>> Start GIVEN RECORDS

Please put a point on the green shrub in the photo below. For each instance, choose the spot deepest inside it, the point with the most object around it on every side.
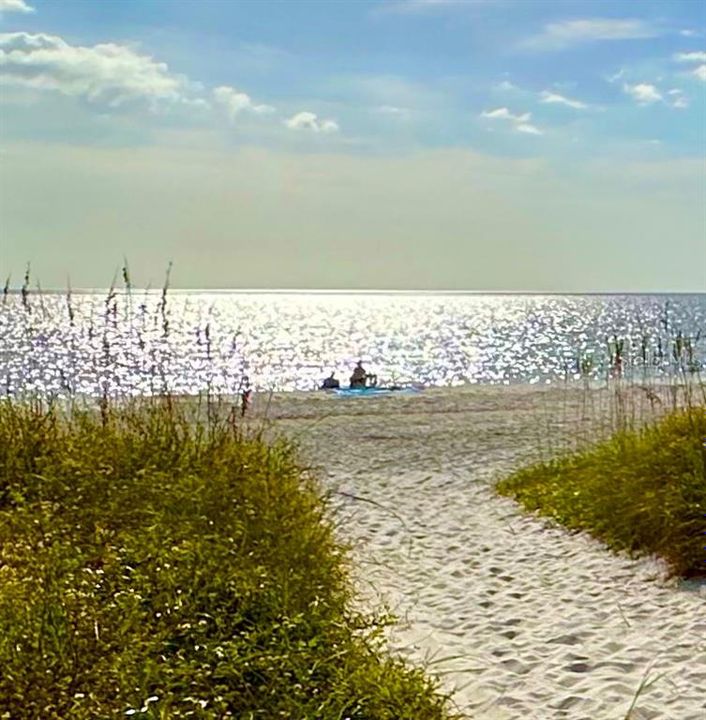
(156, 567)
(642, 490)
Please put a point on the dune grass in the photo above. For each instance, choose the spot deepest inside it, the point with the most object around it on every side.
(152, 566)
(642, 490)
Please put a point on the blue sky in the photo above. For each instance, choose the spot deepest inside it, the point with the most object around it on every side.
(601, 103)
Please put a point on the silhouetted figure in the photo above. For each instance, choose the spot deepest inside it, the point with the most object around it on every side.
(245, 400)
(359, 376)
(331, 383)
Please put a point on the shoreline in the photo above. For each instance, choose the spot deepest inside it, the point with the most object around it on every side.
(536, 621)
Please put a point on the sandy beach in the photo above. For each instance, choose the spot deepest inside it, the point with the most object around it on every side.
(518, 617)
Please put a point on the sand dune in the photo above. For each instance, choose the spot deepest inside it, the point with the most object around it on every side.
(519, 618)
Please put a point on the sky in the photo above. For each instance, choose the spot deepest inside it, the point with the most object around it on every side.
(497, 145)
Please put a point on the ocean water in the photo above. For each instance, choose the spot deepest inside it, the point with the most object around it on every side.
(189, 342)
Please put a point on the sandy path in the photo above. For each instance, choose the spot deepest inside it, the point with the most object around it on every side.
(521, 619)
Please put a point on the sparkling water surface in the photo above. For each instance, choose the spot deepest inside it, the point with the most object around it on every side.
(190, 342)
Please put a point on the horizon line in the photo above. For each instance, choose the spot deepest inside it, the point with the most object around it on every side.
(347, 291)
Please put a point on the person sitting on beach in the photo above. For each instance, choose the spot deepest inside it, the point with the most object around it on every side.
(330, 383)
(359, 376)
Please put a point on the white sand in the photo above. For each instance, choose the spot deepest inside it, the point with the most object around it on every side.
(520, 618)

>> End GIVEN RECORDS
>> Start GIVEN RECORDS

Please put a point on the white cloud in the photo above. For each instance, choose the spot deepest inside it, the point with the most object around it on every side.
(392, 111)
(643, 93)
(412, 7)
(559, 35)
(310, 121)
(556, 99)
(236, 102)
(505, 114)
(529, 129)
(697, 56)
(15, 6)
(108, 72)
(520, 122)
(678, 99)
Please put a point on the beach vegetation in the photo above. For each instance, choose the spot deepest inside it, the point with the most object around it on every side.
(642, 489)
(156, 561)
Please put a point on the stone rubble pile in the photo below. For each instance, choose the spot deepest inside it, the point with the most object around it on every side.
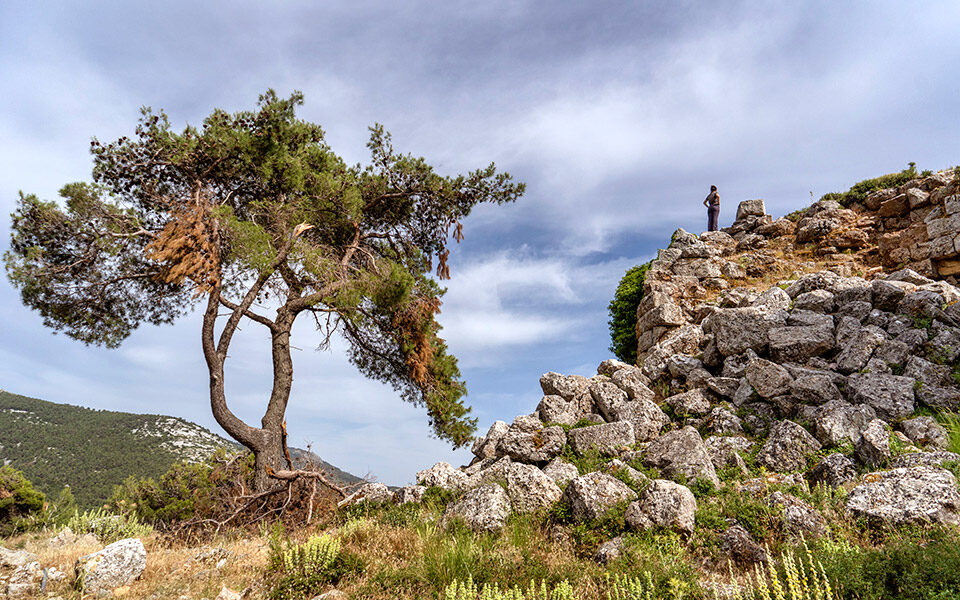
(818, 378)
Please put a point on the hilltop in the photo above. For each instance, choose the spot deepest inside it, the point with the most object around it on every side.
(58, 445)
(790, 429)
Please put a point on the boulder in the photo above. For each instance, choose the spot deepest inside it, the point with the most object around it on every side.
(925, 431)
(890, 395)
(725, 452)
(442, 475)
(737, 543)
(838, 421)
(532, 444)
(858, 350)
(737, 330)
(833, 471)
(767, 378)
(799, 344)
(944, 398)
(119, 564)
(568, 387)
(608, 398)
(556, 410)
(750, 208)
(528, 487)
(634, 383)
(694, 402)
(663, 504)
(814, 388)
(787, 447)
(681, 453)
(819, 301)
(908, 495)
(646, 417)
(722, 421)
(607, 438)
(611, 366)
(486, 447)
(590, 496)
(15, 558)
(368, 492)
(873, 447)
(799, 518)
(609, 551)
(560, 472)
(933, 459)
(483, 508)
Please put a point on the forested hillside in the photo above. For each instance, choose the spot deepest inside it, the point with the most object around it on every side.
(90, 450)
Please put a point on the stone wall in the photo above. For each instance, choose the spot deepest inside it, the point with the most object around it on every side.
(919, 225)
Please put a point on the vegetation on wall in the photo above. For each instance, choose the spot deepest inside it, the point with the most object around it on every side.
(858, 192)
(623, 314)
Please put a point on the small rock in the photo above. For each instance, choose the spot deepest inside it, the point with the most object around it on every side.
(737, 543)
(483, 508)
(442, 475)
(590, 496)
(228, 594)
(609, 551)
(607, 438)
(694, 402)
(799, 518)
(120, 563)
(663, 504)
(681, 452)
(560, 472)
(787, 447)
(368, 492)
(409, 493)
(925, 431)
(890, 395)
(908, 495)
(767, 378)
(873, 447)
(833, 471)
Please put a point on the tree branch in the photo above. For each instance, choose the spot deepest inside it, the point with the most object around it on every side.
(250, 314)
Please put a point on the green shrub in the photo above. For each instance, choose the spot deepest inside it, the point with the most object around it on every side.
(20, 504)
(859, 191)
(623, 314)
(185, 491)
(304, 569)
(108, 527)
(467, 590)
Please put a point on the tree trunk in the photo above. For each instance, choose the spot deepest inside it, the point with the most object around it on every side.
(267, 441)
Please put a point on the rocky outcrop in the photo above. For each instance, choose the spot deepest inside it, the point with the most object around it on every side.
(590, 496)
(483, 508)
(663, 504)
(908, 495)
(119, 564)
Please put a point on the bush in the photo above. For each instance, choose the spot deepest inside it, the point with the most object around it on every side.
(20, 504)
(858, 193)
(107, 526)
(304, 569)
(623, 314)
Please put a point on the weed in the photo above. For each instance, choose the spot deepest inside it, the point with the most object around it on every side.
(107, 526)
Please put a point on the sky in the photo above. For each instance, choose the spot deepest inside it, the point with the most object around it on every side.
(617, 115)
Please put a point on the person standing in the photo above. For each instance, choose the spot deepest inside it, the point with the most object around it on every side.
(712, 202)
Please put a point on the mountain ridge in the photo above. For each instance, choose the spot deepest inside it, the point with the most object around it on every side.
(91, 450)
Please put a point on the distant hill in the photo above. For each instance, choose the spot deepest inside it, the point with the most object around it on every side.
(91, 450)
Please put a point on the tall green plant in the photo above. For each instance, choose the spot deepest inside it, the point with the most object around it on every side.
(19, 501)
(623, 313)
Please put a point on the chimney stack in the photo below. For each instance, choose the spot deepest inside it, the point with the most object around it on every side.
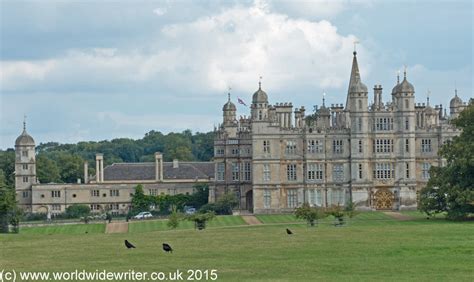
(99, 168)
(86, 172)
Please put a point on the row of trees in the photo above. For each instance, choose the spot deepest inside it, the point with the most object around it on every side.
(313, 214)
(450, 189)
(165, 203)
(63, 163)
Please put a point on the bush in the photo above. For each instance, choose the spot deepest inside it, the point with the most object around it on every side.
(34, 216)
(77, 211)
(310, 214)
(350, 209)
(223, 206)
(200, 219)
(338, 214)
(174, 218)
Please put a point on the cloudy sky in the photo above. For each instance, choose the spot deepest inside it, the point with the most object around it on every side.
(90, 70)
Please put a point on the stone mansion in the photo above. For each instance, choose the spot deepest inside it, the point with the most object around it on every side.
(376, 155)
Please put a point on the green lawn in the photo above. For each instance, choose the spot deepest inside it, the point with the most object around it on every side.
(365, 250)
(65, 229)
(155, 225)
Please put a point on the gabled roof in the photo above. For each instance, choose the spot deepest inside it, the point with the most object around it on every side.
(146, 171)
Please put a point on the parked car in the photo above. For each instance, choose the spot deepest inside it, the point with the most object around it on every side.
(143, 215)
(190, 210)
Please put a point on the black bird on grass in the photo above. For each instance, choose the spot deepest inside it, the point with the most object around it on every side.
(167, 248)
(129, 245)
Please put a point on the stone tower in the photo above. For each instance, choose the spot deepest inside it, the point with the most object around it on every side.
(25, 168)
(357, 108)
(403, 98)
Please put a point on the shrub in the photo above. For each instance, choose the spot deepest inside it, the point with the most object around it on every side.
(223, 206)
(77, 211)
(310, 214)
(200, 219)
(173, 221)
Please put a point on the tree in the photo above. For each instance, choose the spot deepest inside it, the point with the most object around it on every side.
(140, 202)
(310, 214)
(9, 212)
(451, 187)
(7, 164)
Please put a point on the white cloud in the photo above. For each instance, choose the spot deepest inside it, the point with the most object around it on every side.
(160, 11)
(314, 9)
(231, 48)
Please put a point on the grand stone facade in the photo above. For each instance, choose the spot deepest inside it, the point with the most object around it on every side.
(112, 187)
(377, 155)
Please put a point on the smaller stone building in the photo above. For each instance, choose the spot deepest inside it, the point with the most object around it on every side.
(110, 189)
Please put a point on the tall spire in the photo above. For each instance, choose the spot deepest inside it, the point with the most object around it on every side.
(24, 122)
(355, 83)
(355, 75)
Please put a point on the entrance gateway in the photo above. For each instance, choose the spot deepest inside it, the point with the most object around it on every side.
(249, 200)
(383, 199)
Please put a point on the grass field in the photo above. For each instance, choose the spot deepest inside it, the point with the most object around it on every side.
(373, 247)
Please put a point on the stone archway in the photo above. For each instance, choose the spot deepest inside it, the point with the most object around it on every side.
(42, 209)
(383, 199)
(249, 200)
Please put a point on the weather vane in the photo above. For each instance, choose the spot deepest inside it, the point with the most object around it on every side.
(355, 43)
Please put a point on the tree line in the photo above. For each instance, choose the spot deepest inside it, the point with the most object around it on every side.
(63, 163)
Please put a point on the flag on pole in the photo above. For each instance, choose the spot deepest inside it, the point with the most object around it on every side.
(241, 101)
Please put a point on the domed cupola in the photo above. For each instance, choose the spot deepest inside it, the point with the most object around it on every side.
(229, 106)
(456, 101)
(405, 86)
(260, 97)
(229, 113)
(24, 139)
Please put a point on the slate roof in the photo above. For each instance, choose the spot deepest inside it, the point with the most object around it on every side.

>> End GIVEN RECORDS

__TO DO__
Please arrange the part of the material that opens with the line containing "Please put a point on the flag" and closes with the line containing "Please put a point on the slate", both lines included, as a numbered list. Leave out any blank lines and include nothing outside that part.

__PROBLEM SOLUTION__
1. Please put a point on the flag on pole in the photo above. For each instance, choose the spot deepest inside it, the point with the most object around it on every side.
2. (241, 101)
3. Please put a point on the domed cupola in the photo above. For each instance, choose the spot deepest inside it, the point with the most object around it on every side.
4. (229, 106)
5. (456, 101)
6. (405, 86)
7. (260, 97)
8. (229, 113)
9. (24, 139)
10. Please put a point on the slate roof in the photo above. For each instance, choose the spot deepest inside it, the point with the most object around it on every side.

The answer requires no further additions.